■ **TEXTE FOURNI**:
====================

Si plusieurs générations d’adhérents se sont succédé de père en fils, et sont restées fidèles à leur coop, ils ont aussi fait confiance à la même famille pour la diriger depuis le début, puisque c’est l’arrière-grand-père de Jérôme Lobbedez qui avait aidé les fondateurs à créer la coopérative, et que son grand-père puis son père en ont ensuite assuré à leur tour la direction. Il a lui-même pris le relais, très jeune, à 23 ans, à la suite du décès prématuré de son père, en 1996.

Aussi paradoxal que cela puisse paraître, dans un environnement où les coops n’ont cessé de se regrouper ou de fusionner, celle de Saint-Hilaire-lez-Cambrai est toujours restée indépendante, et le nombre d’adhérents toujours sensiblement le même, aux alentours de 180. Si la surface moyenne par exploitation n’a cessé d’augmenter et le périmètre de la coop de s’élargir, elle a constamment attiré de nouveaux agriculteurs. Au cours des vingt dernières années, sa collecte est passée de 8 500 à 28 500 t et son chiffre d’affaires de 2,3 à 10 millions d’euros. « Les racines de la coopérative, ce sont ses adhérents, et c’est leur fidélité qui fait sa force aujourd’hui, souligne Philippe Bricout, son président. Notre gros atout, c’est le fait de rester une structure à taille humaine et bien ancrée dans son territoire. Les adhérents veulent qu’elle reste indépendante, ils veulent pouvoir appeler le directeur à tout moment, pour discuter de la vente de leurs céréales, par exemple. Notre force, c’est aussi le professionnalisme de ses hommes. Nous avons su nous entourer de personnels compétents et c’est une chance. »

Aujourd’hui, la zone d’activité de la coop de Saint-Hilaire-lez-Cambrai s’étend d’ouest en est, de Cambrai au Quesnoy, et du nord au sud, de Vendegies-sur-Écaillon à Caudry, un terroir au potentiel élevé en grandes cultures, mais un bassin qui compte aussi des éleveurs. En céréales, elle a investi dans des silos au fur et à mesure que la production des agriculteurs augmentait, et en particulier au cours des quinze dernières années. « Les adhérents ont toujours voulu se donner les moyens d’investir dans l’amélioration des installations, souligne le directeur. La coopérative s’est équipée successivement de trois silos de 5 000 m3 en 2004, 2010 et 2015, et d’un séchoir à maïs il y a huit ans. » Elle a investi 250 000 €/an pendant douze ans, et dispose aujourd’hui d’un outil performant et d’une capacité de stockage de 20 000 t, pour une collecte de 28 600 t. Cette phase d’investissements importants est terminée, ce qui a permis à la coop de réduire son ratio emprunts sur capitaux propres à seulement 60 %.

====================

■ **LIGNES DE DONNÉES**:
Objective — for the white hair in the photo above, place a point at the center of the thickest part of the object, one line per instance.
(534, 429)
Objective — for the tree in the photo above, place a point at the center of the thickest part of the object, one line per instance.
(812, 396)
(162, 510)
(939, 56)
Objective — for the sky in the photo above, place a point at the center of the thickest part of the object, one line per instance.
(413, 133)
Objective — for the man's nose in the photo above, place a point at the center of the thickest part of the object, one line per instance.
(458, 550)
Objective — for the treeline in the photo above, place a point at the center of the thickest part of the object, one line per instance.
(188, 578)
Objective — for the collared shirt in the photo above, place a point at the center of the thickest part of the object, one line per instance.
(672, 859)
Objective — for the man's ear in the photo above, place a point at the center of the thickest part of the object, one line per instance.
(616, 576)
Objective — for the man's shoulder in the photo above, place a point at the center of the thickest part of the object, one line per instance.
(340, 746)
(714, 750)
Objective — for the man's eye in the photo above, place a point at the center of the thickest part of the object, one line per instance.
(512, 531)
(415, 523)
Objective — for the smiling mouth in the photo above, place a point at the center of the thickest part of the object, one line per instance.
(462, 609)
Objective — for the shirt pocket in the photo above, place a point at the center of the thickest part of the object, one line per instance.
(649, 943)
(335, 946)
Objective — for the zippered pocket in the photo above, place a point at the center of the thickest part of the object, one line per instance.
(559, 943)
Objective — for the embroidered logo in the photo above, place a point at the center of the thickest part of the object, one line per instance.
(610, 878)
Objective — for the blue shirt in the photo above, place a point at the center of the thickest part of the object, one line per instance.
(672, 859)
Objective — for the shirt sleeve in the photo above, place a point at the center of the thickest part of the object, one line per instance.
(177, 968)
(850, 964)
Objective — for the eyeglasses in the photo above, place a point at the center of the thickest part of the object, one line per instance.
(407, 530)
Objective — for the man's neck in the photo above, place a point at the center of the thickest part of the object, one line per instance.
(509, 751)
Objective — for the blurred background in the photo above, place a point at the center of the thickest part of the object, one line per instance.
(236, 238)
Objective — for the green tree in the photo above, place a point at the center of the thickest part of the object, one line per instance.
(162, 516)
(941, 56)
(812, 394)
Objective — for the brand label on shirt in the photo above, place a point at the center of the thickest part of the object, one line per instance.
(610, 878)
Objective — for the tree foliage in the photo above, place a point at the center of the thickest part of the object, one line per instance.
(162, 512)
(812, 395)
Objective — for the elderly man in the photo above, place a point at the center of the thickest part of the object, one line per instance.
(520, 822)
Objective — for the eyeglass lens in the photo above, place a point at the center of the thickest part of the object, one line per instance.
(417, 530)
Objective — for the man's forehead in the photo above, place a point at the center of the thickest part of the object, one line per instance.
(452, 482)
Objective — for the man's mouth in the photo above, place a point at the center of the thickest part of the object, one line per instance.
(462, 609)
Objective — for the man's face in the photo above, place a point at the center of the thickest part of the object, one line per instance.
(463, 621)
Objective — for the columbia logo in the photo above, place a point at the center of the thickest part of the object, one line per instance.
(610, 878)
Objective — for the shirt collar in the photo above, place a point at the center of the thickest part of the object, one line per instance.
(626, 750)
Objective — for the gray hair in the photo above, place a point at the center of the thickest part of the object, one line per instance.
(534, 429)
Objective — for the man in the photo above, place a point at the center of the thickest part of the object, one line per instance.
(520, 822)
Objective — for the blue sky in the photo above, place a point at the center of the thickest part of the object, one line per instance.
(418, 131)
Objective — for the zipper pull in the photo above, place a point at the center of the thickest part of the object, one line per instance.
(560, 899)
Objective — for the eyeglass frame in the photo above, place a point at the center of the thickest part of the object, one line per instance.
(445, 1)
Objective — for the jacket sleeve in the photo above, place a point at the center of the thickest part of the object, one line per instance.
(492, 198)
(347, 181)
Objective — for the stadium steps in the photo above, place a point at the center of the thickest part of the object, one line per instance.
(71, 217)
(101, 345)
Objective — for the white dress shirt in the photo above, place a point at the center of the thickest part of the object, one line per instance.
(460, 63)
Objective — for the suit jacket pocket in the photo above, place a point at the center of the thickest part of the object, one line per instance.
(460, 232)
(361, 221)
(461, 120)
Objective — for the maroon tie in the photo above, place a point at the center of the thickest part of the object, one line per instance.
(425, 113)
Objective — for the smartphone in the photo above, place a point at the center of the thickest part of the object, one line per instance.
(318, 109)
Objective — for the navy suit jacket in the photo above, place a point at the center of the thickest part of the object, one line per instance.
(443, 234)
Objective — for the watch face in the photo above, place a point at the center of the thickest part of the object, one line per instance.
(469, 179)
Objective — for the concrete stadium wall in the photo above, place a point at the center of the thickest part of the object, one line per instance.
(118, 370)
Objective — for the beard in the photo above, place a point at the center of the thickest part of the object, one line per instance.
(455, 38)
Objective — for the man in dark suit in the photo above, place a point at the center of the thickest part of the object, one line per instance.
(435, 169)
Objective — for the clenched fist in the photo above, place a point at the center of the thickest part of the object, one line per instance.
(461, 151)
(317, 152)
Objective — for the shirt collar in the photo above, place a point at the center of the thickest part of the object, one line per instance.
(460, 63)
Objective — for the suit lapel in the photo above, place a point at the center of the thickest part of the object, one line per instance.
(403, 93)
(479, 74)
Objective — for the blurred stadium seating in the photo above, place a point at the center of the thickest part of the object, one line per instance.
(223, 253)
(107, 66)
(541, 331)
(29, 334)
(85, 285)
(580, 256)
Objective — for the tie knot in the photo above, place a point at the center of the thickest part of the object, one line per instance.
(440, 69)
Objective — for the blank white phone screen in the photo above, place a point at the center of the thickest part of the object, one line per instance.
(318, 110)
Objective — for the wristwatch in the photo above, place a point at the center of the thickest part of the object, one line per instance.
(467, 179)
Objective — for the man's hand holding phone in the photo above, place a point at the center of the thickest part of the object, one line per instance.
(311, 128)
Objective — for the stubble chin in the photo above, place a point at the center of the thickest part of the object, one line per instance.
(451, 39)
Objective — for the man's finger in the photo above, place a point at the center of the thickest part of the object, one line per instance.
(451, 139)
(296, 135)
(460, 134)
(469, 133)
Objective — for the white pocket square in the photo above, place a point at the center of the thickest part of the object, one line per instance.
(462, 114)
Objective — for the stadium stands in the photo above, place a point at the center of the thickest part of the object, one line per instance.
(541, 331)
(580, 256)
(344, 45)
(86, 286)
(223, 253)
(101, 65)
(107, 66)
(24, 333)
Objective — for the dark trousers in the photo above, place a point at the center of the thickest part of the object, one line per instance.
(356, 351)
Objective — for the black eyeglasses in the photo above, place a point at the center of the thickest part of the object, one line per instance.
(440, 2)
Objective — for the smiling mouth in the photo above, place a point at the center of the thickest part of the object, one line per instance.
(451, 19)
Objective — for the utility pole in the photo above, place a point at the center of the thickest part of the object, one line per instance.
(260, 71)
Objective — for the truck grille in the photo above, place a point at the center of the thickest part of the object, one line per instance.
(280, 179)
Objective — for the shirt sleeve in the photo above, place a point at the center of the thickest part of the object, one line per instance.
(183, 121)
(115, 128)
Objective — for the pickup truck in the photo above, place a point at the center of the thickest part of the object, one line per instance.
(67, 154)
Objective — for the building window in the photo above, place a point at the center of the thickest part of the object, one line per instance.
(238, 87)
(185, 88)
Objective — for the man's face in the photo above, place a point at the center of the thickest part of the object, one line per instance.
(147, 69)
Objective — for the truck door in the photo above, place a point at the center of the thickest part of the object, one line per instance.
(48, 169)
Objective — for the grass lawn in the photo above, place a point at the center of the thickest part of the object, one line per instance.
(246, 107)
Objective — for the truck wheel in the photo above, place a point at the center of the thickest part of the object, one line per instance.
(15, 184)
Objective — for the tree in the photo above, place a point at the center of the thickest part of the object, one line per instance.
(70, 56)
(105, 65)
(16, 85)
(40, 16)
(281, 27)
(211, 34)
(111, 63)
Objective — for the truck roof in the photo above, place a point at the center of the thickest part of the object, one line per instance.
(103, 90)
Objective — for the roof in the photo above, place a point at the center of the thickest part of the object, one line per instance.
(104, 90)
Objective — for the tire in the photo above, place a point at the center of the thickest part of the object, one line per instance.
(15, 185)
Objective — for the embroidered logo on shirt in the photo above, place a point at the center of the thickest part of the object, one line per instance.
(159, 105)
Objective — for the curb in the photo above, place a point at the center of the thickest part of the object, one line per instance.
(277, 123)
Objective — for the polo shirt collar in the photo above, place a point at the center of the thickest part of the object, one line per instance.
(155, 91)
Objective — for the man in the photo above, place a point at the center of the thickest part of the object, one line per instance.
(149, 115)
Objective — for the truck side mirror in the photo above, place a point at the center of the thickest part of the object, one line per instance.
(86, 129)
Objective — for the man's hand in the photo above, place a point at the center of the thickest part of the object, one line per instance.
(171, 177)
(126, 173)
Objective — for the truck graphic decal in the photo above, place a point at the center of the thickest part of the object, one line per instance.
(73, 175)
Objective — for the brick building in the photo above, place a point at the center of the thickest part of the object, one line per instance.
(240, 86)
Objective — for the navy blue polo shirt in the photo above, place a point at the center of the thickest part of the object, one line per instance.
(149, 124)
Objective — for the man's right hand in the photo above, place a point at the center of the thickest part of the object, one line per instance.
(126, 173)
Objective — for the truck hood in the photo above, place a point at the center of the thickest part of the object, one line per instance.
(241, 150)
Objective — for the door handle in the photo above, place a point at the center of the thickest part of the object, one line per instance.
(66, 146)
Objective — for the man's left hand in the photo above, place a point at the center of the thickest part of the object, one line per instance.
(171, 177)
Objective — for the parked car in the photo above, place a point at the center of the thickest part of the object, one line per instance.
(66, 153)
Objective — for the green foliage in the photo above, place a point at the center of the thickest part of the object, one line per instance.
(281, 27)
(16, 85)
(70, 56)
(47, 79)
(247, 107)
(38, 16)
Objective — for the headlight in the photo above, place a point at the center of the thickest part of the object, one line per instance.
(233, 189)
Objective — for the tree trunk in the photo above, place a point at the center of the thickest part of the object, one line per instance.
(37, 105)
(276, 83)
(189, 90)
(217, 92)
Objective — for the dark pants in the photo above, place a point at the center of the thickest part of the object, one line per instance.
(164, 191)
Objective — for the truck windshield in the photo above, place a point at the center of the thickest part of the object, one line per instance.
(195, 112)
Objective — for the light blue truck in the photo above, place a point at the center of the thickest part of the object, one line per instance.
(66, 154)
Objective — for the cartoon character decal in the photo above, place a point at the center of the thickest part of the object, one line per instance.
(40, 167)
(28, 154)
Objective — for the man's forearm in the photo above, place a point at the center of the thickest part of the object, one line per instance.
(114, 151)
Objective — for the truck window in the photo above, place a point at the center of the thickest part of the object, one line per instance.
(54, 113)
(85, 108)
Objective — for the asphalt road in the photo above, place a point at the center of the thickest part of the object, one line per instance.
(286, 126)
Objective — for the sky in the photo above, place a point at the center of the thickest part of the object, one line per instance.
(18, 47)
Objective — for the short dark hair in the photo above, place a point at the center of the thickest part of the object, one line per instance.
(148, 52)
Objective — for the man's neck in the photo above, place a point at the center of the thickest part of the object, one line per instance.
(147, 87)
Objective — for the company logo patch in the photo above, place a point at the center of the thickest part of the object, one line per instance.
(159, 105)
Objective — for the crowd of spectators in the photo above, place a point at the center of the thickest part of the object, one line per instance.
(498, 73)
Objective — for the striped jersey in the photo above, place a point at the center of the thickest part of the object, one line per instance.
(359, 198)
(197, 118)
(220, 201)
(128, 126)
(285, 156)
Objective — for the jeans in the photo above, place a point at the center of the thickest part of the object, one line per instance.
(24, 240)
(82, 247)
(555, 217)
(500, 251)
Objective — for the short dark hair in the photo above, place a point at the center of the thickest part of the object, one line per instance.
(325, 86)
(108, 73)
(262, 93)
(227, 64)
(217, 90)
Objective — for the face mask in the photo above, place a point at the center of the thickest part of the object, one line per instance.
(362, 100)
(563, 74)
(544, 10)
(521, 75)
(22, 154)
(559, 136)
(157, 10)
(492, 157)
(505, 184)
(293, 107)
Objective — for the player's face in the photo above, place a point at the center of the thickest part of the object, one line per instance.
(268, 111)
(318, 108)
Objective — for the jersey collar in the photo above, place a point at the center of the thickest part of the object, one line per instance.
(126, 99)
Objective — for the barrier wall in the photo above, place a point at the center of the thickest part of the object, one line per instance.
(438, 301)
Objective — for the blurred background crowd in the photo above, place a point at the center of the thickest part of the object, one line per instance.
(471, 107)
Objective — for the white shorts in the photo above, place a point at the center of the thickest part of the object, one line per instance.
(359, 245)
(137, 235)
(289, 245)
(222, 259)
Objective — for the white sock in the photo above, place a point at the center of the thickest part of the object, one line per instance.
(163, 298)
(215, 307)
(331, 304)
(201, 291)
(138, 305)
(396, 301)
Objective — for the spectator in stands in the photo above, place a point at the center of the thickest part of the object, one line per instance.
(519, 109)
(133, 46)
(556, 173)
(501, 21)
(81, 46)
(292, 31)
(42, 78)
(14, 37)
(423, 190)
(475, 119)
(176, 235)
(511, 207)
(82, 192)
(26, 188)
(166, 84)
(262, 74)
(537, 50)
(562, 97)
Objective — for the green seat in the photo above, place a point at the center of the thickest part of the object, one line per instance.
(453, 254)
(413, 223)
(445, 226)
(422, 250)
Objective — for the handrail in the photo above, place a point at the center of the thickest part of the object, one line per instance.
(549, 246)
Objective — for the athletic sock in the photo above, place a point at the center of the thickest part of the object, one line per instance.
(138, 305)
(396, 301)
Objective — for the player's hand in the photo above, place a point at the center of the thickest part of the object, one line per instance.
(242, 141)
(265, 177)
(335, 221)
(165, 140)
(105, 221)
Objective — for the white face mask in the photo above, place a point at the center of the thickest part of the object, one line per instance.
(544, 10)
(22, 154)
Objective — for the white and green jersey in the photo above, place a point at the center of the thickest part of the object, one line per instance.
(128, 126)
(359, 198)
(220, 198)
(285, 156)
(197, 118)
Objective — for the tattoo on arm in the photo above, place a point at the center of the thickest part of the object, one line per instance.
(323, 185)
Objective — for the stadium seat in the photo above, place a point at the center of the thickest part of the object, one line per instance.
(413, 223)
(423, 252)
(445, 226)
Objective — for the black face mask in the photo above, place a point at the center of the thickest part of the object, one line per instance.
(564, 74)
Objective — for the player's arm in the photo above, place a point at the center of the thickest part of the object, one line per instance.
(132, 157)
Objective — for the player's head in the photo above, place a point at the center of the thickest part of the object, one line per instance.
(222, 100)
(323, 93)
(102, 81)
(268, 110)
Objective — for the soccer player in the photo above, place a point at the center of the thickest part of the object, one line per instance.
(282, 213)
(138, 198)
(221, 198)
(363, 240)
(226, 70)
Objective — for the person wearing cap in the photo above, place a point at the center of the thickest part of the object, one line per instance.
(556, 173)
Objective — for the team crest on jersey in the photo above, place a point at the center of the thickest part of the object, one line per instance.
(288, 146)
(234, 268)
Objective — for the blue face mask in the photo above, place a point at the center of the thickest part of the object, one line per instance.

====================

■ **EXERCICE**:
Les affirmations ci-dessous concordent-elles avec le texte sur la coopérative de Saint-Hilaire-lez-Cambrai ? Répondez par oui ou non pour chacune, en citant les mots du texte qui tranchent.
1. La coopérative a fusionné avec une autre coopérative.
2. Jérôme Lobbedez a pris la direction de la coopérative à 23 ans.
3. La coopérative compte environ 180 adhérents.

■ **BONNE RÉPONSE**:
1. Non : « celle de Saint-Hilaire-lez-Cambrai est toujours restée indépendante »
2. Oui : « Il a lui-même pris le relais, très jeune, à 23 ans »
3. Oui : « le nombre d’adhérents toujours sensiblement le même, aux alentours de 180 »